◆ OBJECTIVE: Rewrite the material below, swapping every "snowbank" for "snowdrift" and keeping everything else identical. Omit the pictures from your output.

◆ THE RECORDS:
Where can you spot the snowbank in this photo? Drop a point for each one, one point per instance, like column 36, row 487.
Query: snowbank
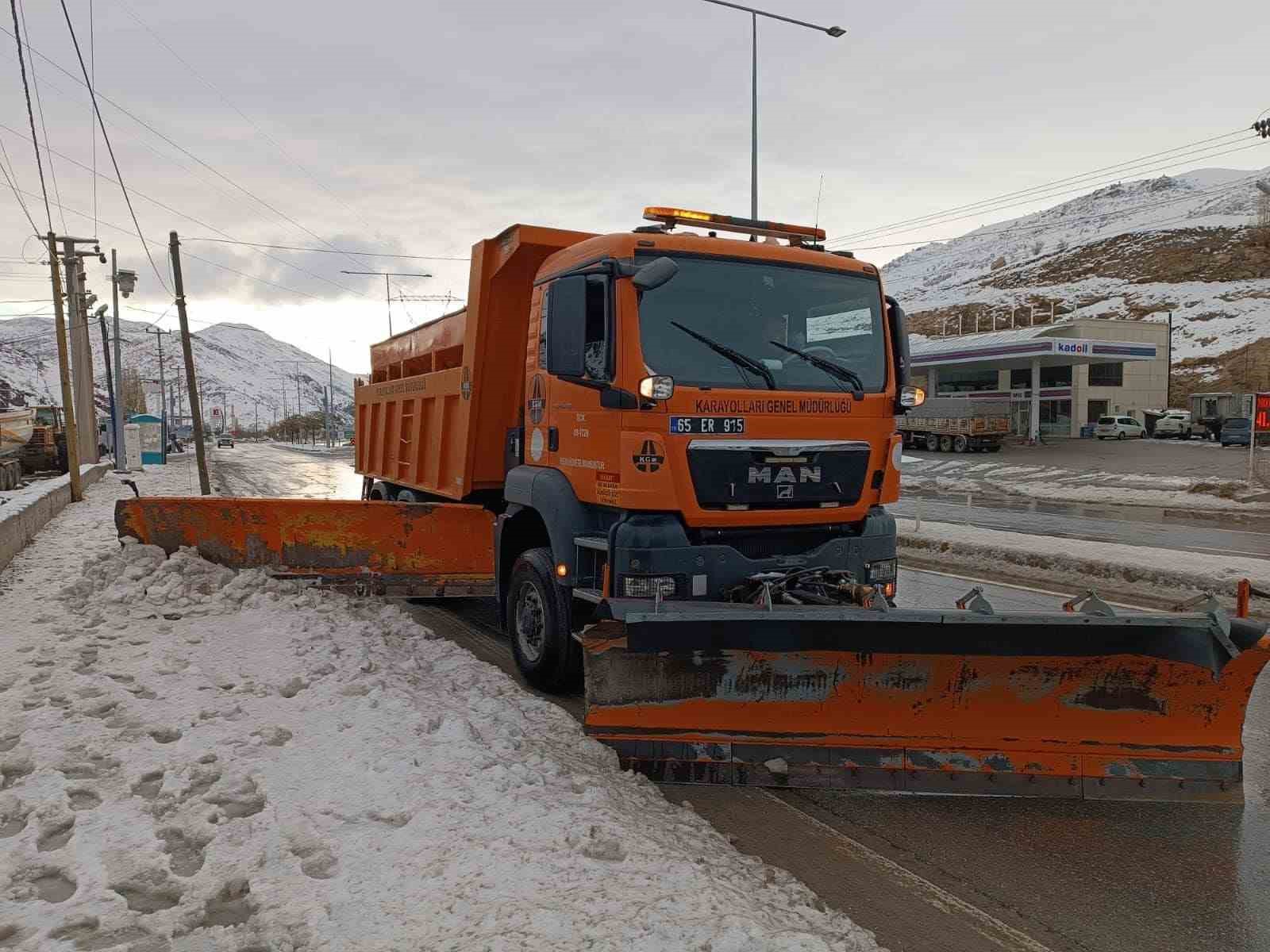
column 200, row 759
column 25, row 512
column 1079, row 562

◆ SOLUTION FOR THIS PROBLEM:
Where can you spot the snowdrift in this photo? Drop a point for each one, one point per instance, like column 36, row 487.
Query: snowdrift
column 200, row 759
column 25, row 512
column 1079, row 562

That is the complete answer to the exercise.